DO THIS. Reproduce every one of the entries below line for line, leaving each character unchanged.
— start SUPPLIED RECORDS —
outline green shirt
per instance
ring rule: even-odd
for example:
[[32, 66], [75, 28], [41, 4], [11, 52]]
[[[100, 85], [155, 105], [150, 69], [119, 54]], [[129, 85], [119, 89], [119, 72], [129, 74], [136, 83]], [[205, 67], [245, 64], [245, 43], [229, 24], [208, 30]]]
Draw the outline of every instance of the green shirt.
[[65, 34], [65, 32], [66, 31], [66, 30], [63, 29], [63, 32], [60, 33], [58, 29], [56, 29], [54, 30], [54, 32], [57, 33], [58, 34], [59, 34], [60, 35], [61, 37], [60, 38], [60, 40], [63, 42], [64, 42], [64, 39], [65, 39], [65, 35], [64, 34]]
— end SUPPLIED RECORDS —
TASK RESULT.
outline green shirt
per instance
ring rule: even-odd
for example:
[[32, 66], [75, 28], [41, 4], [11, 52]]
[[[100, 85], [155, 105], [150, 69], [119, 54]], [[129, 85], [119, 89], [119, 72], [129, 74], [136, 83]], [[205, 67], [245, 64], [245, 43], [229, 24], [208, 30]]]
Draw the outline of every instance of the green shirt.
[[65, 34], [65, 32], [66, 31], [66, 30], [63, 29], [63, 32], [60, 33], [58, 29], [56, 29], [54, 30], [54, 32], [57, 33], [58, 34], [59, 34], [60, 35], [61, 37], [60, 38], [60, 40], [63, 42], [64, 42], [64, 39], [65, 39], [65, 35], [64, 34]]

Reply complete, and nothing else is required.